◆ Written exercise
Put these lines into a numbered list, leaving out blank lines and the pictures.

◆ Supplied records
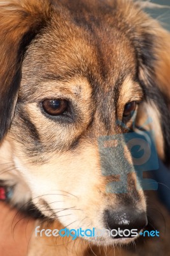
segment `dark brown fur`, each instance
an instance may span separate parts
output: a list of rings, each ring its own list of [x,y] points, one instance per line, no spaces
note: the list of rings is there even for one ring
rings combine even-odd
[[[139,102],[136,125],[143,123],[145,110],[150,109],[151,126],[157,127],[158,153],[169,164],[170,36],[143,12],[139,3],[125,0],[4,2],[0,1],[0,140],[2,145],[10,141],[15,157],[22,159],[25,169],[30,167],[32,177],[38,172],[41,178],[38,168],[43,164],[51,168],[55,157],[59,161],[61,157],[62,163],[66,156],[67,164],[79,155],[83,159],[89,157],[92,162],[95,156],[94,166],[99,170],[117,166],[118,174],[124,173],[119,156],[113,161],[111,156],[103,154],[100,159],[98,138],[132,129],[132,120],[125,120],[122,115],[125,105],[133,100]],[[56,97],[69,100],[68,118],[53,118],[44,111],[42,101]],[[126,123],[127,128],[118,120]],[[92,150],[91,154],[86,147]],[[125,154],[131,161],[127,148]],[[78,161],[76,163],[80,164]],[[63,172],[66,175],[65,169]],[[76,175],[74,172],[73,180]],[[94,175],[89,179],[95,180]],[[134,173],[129,175],[131,188],[127,194],[119,195],[104,192],[106,184],[117,177],[101,176],[89,204],[100,209],[102,203],[97,196],[101,196],[108,207],[128,204],[145,211],[145,197],[136,189]],[[28,182],[31,187],[31,184]],[[48,205],[44,198],[34,203],[39,209]],[[147,243],[146,247],[148,250]],[[154,248],[150,250],[148,255],[150,252],[155,253]],[[137,253],[143,255],[139,245]]]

◆ Problem solution
1. segment `dark brown fur`, each instance
2. an instance may span separate parts
3. output: a list of rings, each ring its own list of [x,y] points, one instance per line, no spaces
4. note: the list of rings is there even for one ring
5. rings combine even-odd
6. [[[139,102],[136,125],[143,123],[145,110],[150,109],[151,126],[157,127],[158,153],[169,164],[170,36],[143,12],[139,3],[125,0],[4,2],[0,1],[0,140],[2,145],[10,141],[15,157],[22,159],[25,169],[30,167],[32,177],[38,172],[41,178],[38,168],[43,164],[51,168],[55,157],[59,161],[61,157],[62,163],[66,156],[67,164],[79,155],[83,159],[89,157],[92,162],[95,156],[94,166],[99,170],[117,166],[118,174],[124,173],[119,156],[113,161],[111,156],[103,154],[100,159],[98,138],[132,129],[132,120],[125,120],[122,115],[125,105],[133,100]],[[56,97],[69,100],[68,118],[53,118],[44,111],[42,101]],[[126,123],[127,128],[118,120]],[[92,150],[91,154],[86,147]],[[125,154],[131,161],[127,148]],[[78,161],[76,163],[80,164]],[[63,172],[66,175],[65,169]],[[76,175],[74,172],[73,180]],[[94,175],[89,179],[95,180]],[[134,173],[129,175],[131,188],[127,194],[119,195],[104,192],[106,184],[117,177],[101,176],[89,204],[100,209],[102,203],[97,196],[101,196],[108,207],[128,204],[145,211],[145,197],[136,189]],[[28,182],[31,187],[31,184]],[[48,205],[44,198],[34,203],[39,209]],[[147,243],[146,247],[148,250]],[[154,248],[150,250],[148,255],[150,252],[155,253]],[[137,253],[143,255],[139,245]]]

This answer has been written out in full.